**EXERCISE GOAL**
Starting at the beginning of the records and ending with the line that contains "M242 212L242 215L244", swap "green onion" for "scallion". Write out those lines again with nothing else changed.

**Entries from a dataset**
## Begin

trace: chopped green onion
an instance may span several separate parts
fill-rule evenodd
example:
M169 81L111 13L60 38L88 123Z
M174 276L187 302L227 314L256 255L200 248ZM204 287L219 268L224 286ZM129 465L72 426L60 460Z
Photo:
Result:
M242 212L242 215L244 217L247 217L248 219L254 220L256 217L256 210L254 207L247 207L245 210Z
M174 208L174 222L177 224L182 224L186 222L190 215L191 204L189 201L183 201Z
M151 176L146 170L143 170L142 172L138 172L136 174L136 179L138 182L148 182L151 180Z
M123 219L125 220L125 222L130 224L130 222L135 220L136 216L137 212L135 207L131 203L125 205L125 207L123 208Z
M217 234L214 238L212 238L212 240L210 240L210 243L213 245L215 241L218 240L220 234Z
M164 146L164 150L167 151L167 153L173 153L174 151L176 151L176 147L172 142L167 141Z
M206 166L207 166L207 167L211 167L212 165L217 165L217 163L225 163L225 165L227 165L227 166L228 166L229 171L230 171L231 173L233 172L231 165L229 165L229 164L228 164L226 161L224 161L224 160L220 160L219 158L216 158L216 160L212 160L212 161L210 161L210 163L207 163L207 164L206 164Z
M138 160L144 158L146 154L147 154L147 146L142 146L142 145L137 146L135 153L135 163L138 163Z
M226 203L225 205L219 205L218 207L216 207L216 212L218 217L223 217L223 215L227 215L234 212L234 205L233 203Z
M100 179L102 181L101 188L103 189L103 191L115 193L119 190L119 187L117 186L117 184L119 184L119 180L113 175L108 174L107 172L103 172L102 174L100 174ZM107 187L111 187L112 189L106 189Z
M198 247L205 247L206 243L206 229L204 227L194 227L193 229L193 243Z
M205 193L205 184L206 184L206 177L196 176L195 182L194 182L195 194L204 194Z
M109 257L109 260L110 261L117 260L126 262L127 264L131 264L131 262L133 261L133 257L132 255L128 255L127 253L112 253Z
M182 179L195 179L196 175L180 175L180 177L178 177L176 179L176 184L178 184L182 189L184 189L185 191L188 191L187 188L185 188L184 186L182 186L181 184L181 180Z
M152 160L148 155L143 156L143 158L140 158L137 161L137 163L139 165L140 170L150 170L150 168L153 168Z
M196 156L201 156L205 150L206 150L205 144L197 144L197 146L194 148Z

## End

**TASK OUTPUT**
trace: chopped scallion
an instance may span several separate parts
fill-rule evenodd
example:
M169 81L111 13L60 38L88 123Z
M174 276L187 302L227 314L256 255L200 248ZM204 287L219 268L224 286ZM129 465L72 426L60 460Z
Photo:
Result:
M242 212L242 215L244 217L247 217L248 219L254 220L256 217L256 210L254 207L247 207L245 210Z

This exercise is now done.